Rewrite the data below with every "Reviewer note" changed to "Checker note" and nothing else altered.
============================================================
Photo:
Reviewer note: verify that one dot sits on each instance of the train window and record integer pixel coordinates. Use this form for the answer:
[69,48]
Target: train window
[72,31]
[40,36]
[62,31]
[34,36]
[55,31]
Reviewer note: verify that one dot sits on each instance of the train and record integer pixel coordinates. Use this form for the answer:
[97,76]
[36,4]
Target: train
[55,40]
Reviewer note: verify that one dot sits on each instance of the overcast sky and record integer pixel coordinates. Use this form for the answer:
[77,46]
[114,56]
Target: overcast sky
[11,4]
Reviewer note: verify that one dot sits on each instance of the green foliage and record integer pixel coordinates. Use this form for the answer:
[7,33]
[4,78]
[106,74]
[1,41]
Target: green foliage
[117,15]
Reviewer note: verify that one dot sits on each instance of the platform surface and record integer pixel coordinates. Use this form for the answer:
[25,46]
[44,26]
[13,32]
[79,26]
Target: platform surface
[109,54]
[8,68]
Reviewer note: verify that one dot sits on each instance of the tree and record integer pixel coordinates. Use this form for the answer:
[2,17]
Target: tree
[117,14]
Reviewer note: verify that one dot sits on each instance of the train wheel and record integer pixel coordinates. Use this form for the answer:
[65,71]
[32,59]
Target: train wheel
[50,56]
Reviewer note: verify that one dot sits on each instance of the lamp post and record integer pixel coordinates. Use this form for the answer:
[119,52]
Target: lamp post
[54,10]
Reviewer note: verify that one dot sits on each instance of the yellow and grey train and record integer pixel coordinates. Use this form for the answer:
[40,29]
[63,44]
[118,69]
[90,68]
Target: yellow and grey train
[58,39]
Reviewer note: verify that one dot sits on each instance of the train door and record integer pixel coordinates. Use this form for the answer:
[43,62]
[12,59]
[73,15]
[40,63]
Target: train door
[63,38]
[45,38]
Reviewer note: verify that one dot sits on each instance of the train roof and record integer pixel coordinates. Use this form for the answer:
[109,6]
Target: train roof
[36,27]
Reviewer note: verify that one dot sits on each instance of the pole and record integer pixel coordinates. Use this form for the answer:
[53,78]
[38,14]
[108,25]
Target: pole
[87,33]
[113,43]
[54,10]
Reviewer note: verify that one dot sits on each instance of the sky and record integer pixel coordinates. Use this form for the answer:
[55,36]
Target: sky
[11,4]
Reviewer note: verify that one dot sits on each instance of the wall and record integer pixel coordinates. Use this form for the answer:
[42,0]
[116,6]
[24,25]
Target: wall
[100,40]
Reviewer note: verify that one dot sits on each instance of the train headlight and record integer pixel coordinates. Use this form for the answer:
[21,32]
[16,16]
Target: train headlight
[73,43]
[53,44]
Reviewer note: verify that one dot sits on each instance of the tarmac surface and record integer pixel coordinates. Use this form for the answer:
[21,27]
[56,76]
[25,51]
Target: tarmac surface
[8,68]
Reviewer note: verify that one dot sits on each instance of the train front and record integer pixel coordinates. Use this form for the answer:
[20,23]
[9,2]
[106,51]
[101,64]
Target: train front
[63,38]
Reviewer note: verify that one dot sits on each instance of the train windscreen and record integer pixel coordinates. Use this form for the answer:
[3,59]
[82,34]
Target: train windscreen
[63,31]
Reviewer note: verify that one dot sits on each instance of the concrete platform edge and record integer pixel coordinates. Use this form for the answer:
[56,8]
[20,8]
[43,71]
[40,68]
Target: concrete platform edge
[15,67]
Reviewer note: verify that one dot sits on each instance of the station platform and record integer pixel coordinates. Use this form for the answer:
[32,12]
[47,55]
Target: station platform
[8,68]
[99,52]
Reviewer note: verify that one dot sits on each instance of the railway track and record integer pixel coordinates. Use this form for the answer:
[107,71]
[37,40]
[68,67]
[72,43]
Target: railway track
============================================================
**Answer**:
Photo:
Checker note: verify that one dot sits on each instance of the train window and record integer pixel coordinates. Use this form for the answer:
[69,48]
Target: train window
[72,31]
[40,36]
[62,31]
[34,36]
[55,31]
Checker note: verify that one dot sits on each instance of the train and record integer pixel coordinates. Use this form for the answer:
[97,76]
[36,4]
Target: train
[55,40]
Checker note: verify that one dot sits on each instance of the overcast sky and record integer pixel coordinates. Use this form for the answer:
[77,46]
[114,56]
Target: overcast sky
[11,4]
Checker note: verify that one dot sits on each instance of the green foliage and record integer pixel coordinates. Use this form for the answer:
[7,33]
[4,78]
[106,74]
[1,41]
Target: green foliage
[117,15]
Checker note: verify that one dot sits on each instance of the platform surface and record integer pixel coordinates. Use this form for the answer:
[25,46]
[44,26]
[13,32]
[79,26]
Target: platform surface
[109,54]
[8,68]
Checker note: verify that one dot sits on each instance of the tree and record integer pixel coordinates. Use this form for the answer:
[2,17]
Target: tree
[117,14]
Checker note: verify that one dot sits on each instance of the train wheel and record integer pixel coordinates. Use this form for the answer:
[65,71]
[32,59]
Target: train wheel
[50,56]
Checker note: verify that one dot sits on each instance of the lamp post and record integer pixel coordinates. Use this form for the answer:
[119,52]
Target: lamp post
[54,10]
Checker note: verify that one dot sits on each instance of the yellow and grey train and record integer pixel coordinates. Use this form for the answer:
[40,29]
[63,44]
[118,69]
[90,68]
Target: yellow and grey train
[58,39]
Checker note: verify that one dot sits on each instance of the train door and record integer pixel coordinates. Use this form for the answer:
[43,62]
[12,59]
[73,15]
[40,63]
Target: train door
[63,38]
[45,38]
Checker note: verify that one dot sits on each instance of the train roof and record integer pixel coordinates. Use this form for the answer:
[109,6]
Target: train roof
[36,27]
Checker note: verify that one dot sits on each instance of the pole and record integer pixel coordinates. Use this form for the answer:
[53,78]
[38,14]
[108,25]
Target: pole
[87,33]
[113,43]
[54,10]
Checker note: verify that one dot sits on each instance of the sky and record integer pixel coordinates. Use this form for the answer:
[55,36]
Target: sky
[11,4]
Checker note: verify that one dot sits on each instance of the wall and record integer pixel coordinates. Use this form for the answer:
[42,0]
[116,6]
[24,25]
Target: wall
[100,40]
Checker note: verify that one dot sits on each instance of the train headlight and record integer pixel coordinates. Use this form for the answer:
[21,32]
[16,16]
Target: train headlight
[73,43]
[53,44]
Checker note: verify that one dot sits on each instance of the tarmac surface and record integer pixel coordinates. Use this form for the answer:
[21,27]
[56,76]
[25,51]
Target: tarmac surface
[8,68]
Checker note: verify that one dot sits on each instance of the train front and record integer pixel coordinates. Use this form for the answer:
[20,23]
[9,2]
[106,51]
[101,64]
Target: train front
[63,38]
Checker note: verify that one dot sits on each instance of the train windscreen and record integer pixel coordinates. Use this form for the answer:
[3,59]
[82,34]
Target: train windscreen
[63,31]
Checker note: verify that one dot sits on each instance of the concrete platform edge and record integer pixel coordinates. Use this form for the answer:
[56,8]
[20,8]
[43,71]
[40,68]
Target: concrete platform edge
[15,67]
Checker note: verify that one dot sits on each instance of the station platform and record integer pixel coordinates. Use this form for the answer:
[32,12]
[47,55]
Target: station platform
[8,68]
[99,52]
Checker note: verify that one dot sits on each instance of the railway track and record integer pixel coordinates. Use this form for the answer:
[107,71]
[37,40]
[68,67]
[72,43]
Target: railway track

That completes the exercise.